+++ Exercise text +++

Multiobjective Hooke–Jeeves algorithm with a stochastic Newton–Raphson-like step-size method

Abstract

Computational optimization algorithms are focused on the improvement of meta-heuristic algorithms in a way that they can able to handle problems with more than one objective; such improved algorithms are called multiobjective optimization algorithms. As the number of objectives is increased, the complexity of the algorithm is increased with respect to the computational cost. Because classical optimization algorithms follow the direction of descending values by calculating derivations of the function, it is possible to evaluate a classical optimization algorithm as the core of a novel multiobjective optimization algorithm. Among the classical optimization algorithms, in this study, the Hooke–Jeeves (HJ) algorithm is selected as the basis of the proposed multiobjective optimization algorithm, in which members of the proposed population-based HJ algorithm move to the Pareto front by checking two neighborhood solutions at each dimension, with a dynamic distance that is calculated by using the Newton–Raphson-like stochastic step-size method. Unlike various multiobjective optimization algorithms, the performance of the proposed algorithm is greatly dependent on the decision space dimension instead of the number of objectives. As the number of objectives increases without changing the decision dimension, the computational cost almost remains the same. In addition, the proposed algorithm can be applied to single, multiple and many objective optimization problems. In this study, initially, the behaviors of the HJ and proposed multiobjective HJ algorithms are evaluated by theoretical and graphical demonstrations. Next, the performance of the proposed method is evaluated on well-known benchmark problems, and the performance of this algorithm is compared with the Nondominated Sorting Genetic Algorithm-II (NSGA-II) algorithm by using three different metric calculations. Finally, the algorithm is applied to many-objective optimization problems, and the performance of the proposed algorithm is evaluated based on the obtained results.

+++

▶ [Your goal] Name every type of optimization problem that the abstract above says the proposed algorithm can be applied to.

+++ Collected data +++

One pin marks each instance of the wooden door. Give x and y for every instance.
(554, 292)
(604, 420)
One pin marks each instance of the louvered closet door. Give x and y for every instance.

+++

▶ [Solution for this task]
- Single objective optimization problems
- Multiple objective optimization problems
- Many objective optimization problems